BEGIN SOURCE MATERIAL

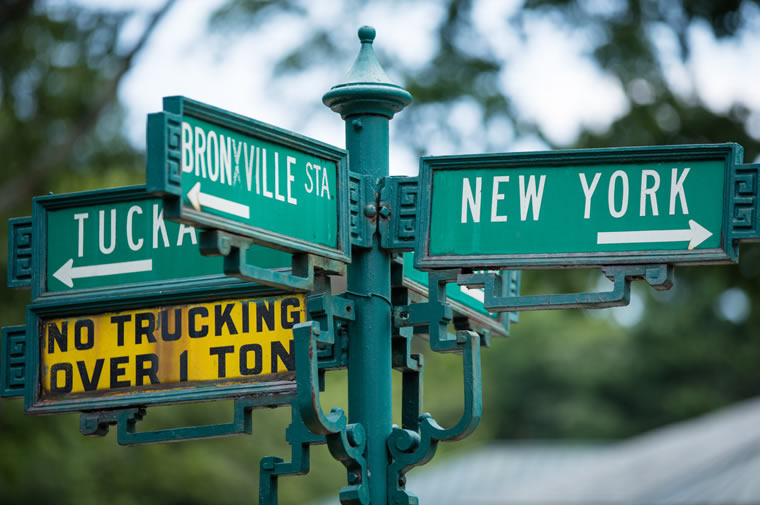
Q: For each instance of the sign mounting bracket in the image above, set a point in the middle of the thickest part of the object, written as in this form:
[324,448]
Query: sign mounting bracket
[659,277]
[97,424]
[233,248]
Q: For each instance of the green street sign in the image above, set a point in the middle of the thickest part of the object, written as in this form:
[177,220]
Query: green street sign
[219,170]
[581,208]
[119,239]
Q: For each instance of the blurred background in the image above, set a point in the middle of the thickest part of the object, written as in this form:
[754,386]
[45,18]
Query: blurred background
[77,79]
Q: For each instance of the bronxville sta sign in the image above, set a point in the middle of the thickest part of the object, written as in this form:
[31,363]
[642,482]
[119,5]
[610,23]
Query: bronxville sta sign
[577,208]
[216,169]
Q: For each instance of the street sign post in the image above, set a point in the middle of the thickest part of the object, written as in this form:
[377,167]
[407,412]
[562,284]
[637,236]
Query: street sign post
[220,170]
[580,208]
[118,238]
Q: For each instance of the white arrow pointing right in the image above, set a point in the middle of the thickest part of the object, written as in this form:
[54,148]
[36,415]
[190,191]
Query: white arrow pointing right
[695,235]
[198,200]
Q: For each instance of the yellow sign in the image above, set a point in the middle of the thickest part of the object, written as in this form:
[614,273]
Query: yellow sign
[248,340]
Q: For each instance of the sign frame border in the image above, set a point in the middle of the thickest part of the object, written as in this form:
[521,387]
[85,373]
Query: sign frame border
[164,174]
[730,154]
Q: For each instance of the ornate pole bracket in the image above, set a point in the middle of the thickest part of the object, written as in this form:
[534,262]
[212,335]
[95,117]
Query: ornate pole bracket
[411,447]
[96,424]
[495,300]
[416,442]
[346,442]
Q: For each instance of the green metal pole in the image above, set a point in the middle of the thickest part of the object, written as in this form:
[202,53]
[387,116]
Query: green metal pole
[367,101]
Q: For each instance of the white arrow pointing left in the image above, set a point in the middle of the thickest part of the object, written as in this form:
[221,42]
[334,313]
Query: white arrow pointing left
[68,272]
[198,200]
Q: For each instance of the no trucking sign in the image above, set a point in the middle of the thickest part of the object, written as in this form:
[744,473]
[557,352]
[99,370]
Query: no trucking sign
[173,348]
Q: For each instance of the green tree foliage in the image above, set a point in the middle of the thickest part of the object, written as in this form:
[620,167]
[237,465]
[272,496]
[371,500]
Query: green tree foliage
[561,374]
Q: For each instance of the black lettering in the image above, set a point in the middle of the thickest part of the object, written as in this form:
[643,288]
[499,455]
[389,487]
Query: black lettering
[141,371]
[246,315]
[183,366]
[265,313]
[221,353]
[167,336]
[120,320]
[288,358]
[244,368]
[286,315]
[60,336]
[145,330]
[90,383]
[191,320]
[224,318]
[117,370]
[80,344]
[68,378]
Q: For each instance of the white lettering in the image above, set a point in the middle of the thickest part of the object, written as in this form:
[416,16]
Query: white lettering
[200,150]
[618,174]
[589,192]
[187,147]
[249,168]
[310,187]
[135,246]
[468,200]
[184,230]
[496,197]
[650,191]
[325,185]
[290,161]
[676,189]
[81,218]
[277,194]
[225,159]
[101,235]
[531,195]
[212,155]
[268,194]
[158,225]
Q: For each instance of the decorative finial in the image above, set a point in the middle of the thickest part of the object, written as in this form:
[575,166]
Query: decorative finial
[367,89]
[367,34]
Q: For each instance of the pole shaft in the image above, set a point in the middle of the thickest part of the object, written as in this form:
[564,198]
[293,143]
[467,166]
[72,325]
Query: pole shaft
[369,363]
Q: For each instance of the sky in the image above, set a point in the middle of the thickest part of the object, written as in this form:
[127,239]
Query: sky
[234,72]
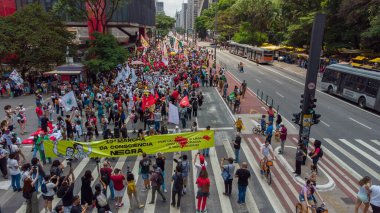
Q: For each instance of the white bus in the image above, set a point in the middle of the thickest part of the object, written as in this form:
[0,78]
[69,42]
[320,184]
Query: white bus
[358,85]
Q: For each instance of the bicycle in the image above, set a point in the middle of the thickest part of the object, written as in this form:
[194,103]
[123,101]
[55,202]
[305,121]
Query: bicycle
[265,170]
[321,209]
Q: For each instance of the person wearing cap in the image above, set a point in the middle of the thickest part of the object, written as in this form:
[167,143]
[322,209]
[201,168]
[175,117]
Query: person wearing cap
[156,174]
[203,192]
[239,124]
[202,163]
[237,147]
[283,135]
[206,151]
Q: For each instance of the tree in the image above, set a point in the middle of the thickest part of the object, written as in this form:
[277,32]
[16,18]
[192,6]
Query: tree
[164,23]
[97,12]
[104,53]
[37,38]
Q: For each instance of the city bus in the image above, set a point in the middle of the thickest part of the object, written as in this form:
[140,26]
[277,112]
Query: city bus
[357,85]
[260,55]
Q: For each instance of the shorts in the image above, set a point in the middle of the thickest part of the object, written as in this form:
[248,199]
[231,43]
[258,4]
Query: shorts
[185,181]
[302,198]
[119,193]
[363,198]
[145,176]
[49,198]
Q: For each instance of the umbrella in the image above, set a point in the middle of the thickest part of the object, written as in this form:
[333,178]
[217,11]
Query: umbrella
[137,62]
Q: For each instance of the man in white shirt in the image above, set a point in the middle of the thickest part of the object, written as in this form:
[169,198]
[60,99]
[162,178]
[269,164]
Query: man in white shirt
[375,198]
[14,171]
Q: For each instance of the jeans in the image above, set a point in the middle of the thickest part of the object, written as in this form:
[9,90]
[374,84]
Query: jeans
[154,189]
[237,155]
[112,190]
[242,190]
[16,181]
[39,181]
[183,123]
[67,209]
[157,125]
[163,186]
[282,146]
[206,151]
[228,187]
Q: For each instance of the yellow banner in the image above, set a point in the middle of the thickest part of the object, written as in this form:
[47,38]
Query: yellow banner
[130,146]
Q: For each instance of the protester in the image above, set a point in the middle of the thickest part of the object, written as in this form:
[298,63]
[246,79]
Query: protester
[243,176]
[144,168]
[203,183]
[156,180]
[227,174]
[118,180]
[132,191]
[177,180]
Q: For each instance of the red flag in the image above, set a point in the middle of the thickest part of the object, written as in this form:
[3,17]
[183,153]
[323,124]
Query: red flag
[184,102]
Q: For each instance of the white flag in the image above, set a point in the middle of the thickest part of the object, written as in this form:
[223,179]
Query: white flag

END SOURCE MATERIAL

EXERCISE DETAILS - What is needed is every entry above, repeated exactly, with the pictures dropped.

THE ANSWER -
Q: For each instance of the sign mounting bracket in the image above, set a point in the middle of the thickest part of the object, written as in this form:
[324,448]
Query: sign mounting bracket
[659,277]
[97,424]
[233,248]
Q: For each instance of the green street sign in the image above, set a point in the middle of the thickest part of the object, written as in this form:
[177,220]
Query: green street sign
[219,170]
[581,208]
[119,239]
Q: For each instance of the blurred background in the image above, set a point in the middle of the thickest part of the object, written as in this form:
[754,386]
[45,18]
Query: blurred background
[77,79]
Q: For each instance of the bronxville sta sign in the image above, set a point in the middle of the thickest part of the object, written as in this form:
[31,363]
[642,482]
[119,5]
[610,23]
Query: bronxville sta sign
[577,208]
[216,169]
Q: For each instance of the street sign post in the image above, set a point in the middle of the thickest part of the object, written as in this form:
[377,167]
[407,412]
[562,284]
[637,236]
Query: street sign post
[220,170]
[580,208]
[118,238]
Q: For each instance of the white arrow pointing right in the image above, set a point in the middle of the thickest part of the object, written as in this form:
[54,148]
[36,415]
[190,191]
Query: white arrow pointing right
[695,235]
[198,200]
Q: For each instance of the yellow sign in the image above, set a point in the middle of the thickest part of the object, written as in this form:
[614,273]
Query: yellow sign
[248,340]
Q: For each instance of the sign frame border in the image above, set a point in the middle of the thickest part of the object, written as in this form:
[521,387]
[85,373]
Query: sign frame border
[164,174]
[730,154]
Q: For each instance of the ornate pole bracket in the image above, set a point in the middle of the thickest part of the object, written as in this form:
[534,262]
[212,335]
[95,117]
Query: ornate pole bracket
[411,447]
[96,424]
[495,300]
[416,442]
[346,442]
Q: For each instance of the green metal pole in the image above, set a point in the middle of the thickest part of the object, written as in this form:
[202,53]
[387,116]
Query: green metal pole
[367,101]
Q: For each instance of the white arrow pointing left in the image above, set a point in the middle of the thickest part of the object, written as in this form:
[221,42]
[334,313]
Query: white arrow pointing left
[68,272]
[198,200]
Q: For each instance of the no trucking sign in the image above, set a point in the middle of the thickest part of the object, written as in this form:
[744,473]
[557,352]
[99,370]
Query: no trucking sign
[173,348]
Q: For each instance of the green tree foliage in the image above, set a point in the middle of the thickest part of the object, written as in this form:
[620,167]
[237,465]
[272,496]
[371,500]
Query: green tree foliage
[561,374]
Q: For each instance of the black lettering in the image above, set a point in the middle of the thickest part of the object, written as in this form:
[643,288]
[499,455]
[389,487]
Query: black lettering
[141,371]
[246,315]
[183,366]
[265,313]
[221,353]
[167,336]
[120,320]
[288,358]
[244,368]
[286,315]
[60,336]
[145,330]
[90,383]
[191,320]
[224,318]
[117,370]
[80,344]
[68,378]
Q: For each instance of the white lettering in the image above, set a point in the middle of the thickest part of the object, written as in this form:
[416,16]
Query: white lettering
[200,150]
[618,174]
[589,192]
[187,147]
[249,168]
[310,187]
[135,246]
[468,200]
[184,230]
[496,197]
[650,191]
[325,185]
[290,161]
[676,189]
[81,218]
[277,194]
[225,159]
[101,235]
[531,195]
[212,155]
[268,194]
[158,225]
Q: For each instance of the decorative finial in the image above, set a point in the middle of the thickest part of the object, written as in this form:
[575,166]
Query: decorative finial
[367,89]
[367,34]
Q: For each instance of the pole shaft in the image above, set a point in the middle of the thickest part of the object, written as in this form:
[564,198]
[293,143]
[467,166]
[72,325]
Query: pole shaft
[369,363]
Q: For each instance of the sky in the image above, set a point in the middle of the thickest part of the object, written as in this form:
[127,239]
Query: sky
[234,72]
Q: For each instance of the white bus in the image above, set a point in the middle of the thickest part of the object, written as in this form:
[0,78]
[69,42]
[320,184]
Query: white bus
[358,85]
Q: For each instance of the bicycle in the image above, set a point in the middle of the thickest part of the object, written as in this form:
[194,103]
[123,101]
[55,202]
[305,121]
Query: bicycle
[265,170]
[321,209]
Q: For each instance of the person wearing cap in the image above, set a point in the middle of the thickest part of the object, written as in this form:
[167,143]
[322,209]
[201,168]
[175,117]
Query: person wearing cap
[156,174]
[203,192]
[239,124]
[202,163]
[237,147]
[283,135]
[206,151]
Q: For each instance of the tree in the image above, set a point in the middle of the thickest part of the object, written as in this form:
[277,32]
[16,18]
[192,6]
Query: tree
[164,23]
[97,12]
[104,53]
[37,38]
Q: For each instance of the city bus in the image above, set a point in the middle of the thickest part of the object, written as in this form:
[140,26]
[277,112]
Query: city bus
[357,85]
[260,55]
Q: For each instance of the shorts in the image above, set a point in the middle of the thickest part of the object, written as in this form:
[248,199]
[231,43]
[258,4]
Query: shorts
[185,181]
[302,198]
[119,193]
[363,198]
[145,176]
[49,198]
Q: For each instance of the umbrella in the image above, set a point in the middle of the thickest part of the object, written as in this form:
[333,178]
[217,11]
Query: umbrella
[137,62]
Q: For each instance of the man in white shirt in the image above, set a point in the middle of the thickest part of the object, written as in this form:
[169,198]
[60,99]
[162,178]
[269,164]
Query: man in white shirt
[375,198]
[14,171]
Q: For each instance of the jeans in the image above, set a point in the middle of the thickest part of the object, written as in this form:
[9,90]
[374,84]
Query: jeans
[154,189]
[237,155]
[112,190]
[242,190]
[16,181]
[39,181]
[183,123]
[67,209]
[157,125]
[163,186]
[282,146]
[206,151]
[228,187]
Q: For each instance of the yellow banner in the image above, set a point in the middle of the thickest part of the object, written as in this form:
[47,38]
Query: yellow banner
[130,146]
Q: For each instance of the protester in the image above, set a point in the middle of the thickest part of the object, written as in this form:
[298,63]
[246,79]
Query: protester
[243,176]
[144,168]
[203,183]
[156,180]
[227,174]
[118,180]
[132,191]
[177,180]
Q: For each instance of the red flag in the image above, set a point in the middle of the thickest part of the object, written as in this form:
[3,17]
[183,153]
[323,124]
Query: red flag
[184,102]
Q: For each instance of the white flag in the image above, set a point in the middle of the thickest part of the object, written as in this form:
[223,179]
Query: white flag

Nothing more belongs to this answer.